**Instructions to follow**
Repeat each line of the material exactly.

[Start]

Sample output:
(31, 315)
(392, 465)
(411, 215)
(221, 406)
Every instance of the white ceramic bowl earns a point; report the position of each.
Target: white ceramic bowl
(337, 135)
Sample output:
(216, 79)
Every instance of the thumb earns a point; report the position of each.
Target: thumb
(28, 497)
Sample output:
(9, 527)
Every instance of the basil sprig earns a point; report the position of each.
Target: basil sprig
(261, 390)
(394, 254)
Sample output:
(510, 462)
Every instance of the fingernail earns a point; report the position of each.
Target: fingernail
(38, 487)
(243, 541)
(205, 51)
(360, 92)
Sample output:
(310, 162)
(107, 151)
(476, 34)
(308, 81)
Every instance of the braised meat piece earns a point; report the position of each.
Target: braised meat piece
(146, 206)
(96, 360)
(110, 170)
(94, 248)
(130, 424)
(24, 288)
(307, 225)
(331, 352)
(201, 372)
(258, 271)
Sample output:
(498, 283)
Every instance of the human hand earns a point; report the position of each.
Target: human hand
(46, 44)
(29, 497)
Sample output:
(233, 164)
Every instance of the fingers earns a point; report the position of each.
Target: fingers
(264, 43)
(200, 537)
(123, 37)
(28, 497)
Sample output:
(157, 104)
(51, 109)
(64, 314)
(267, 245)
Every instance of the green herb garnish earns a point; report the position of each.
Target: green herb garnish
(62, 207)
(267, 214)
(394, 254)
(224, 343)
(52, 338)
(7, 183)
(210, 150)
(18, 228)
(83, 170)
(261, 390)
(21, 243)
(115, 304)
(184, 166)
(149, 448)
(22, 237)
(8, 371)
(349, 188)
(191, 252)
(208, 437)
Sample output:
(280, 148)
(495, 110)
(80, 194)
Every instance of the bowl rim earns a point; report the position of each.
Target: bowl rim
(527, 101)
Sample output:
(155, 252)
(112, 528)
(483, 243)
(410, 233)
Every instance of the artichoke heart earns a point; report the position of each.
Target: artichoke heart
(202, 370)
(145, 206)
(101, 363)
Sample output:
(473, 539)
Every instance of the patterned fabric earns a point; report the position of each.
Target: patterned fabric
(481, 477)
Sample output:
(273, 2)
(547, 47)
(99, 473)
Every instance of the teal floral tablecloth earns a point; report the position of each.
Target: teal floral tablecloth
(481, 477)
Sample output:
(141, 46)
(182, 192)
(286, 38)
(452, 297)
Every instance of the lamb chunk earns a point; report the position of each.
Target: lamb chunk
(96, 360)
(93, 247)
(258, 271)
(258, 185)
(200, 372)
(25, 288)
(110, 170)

[End]

**Finished answer**
Sample output:
(31, 315)
(392, 465)
(411, 215)
(221, 406)
Every instance of the white ceramic bowl earns a point; report the position of each.
Target: white ceramic bowl
(337, 135)
Sample output:
(216, 79)
Every instance of the thumb earns a point; report the position of each.
Target: thumb
(28, 497)
Sample output:
(9, 527)
Every instance of the basil sprig earns a point; report the position of each.
Target: basil sprig
(261, 390)
(394, 254)
Sample output:
(510, 462)
Every instance of the fingernail earns a point; report the position of each.
Target: fingernail
(38, 487)
(243, 541)
(205, 51)
(360, 92)
Sample output:
(310, 162)
(107, 151)
(476, 34)
(308, 81)
Every instance of the braised meat piece earns a point; report the position of each.
Target: braised meat piece
(146, 206)
(96, 360)
(110, 170)
(94, 248)
(130, 424)
(24, 288)
(307, 225)
(331, 352)
(201, 372)
(258, 271)
Sample output:
(498, 283)
Every instance of the human hand earns a point; report the position of each.
Target: human hand
(46, 44)
(29, 497)
Sample output:
(233, 164)
Every instance of the fingers earns a point; report the position of each.
Target: fingers
(264, 43)
(200, 537)
(123, 37)
(28, 497)
Sample output:
(157, 104)
(51, 109)
(64, 314)
(267, 245)
Every instance of the green herb garnish earns a point; report the position of each.
Target: green herb garnish
(62, 207)
(267, 214)
(394, 254)
(224, 343)
(52, 338)
(7, 183)
(210, 150)
(18, 228)
(83, 170)
(261, 390)
(21, 243)
(115, 304)
(184, 166)
(149, 448)
(22, 237)
(8, 371)
(349, 188)
(191, 252)
(208, 437)
Sample output:
(280, 148)
(495, 110)
(80, 194)
Every instance of the bowl rim earns a point; report the position of each.
Target: bowl rim
(527, 101)
Sample output:
(155, 252)
(112, 528)
(483, 243)
(410, 233)
Every instance of the artichoke heart earns a point; report the position of each.
Target: artichoke heart
(202, 370)
(145, 206)
(101, 363)
Sample output:
(473, 539)
Every instance of the patterned fabric earns a point; report the position of each.
Target: patterned fabric
(481, 477)
Sample output:
(273, 2)
(547, 47)
(99, 473)
Every instance of the teal floral tablecloth earns a point; report the position of each.
Target: teal floral tablecloth
(481, 477)
Sample output:
(141, 46)
(182, 192)
(286, 38)
(452, 297)
Every instance of the lamb chunk earns a point; report the position of each.
Target: lamb chunk
(96, 360)
(93, 247)
(258, 271)
(258, 185)
(200, 372)
(25, 288)
(110, 170)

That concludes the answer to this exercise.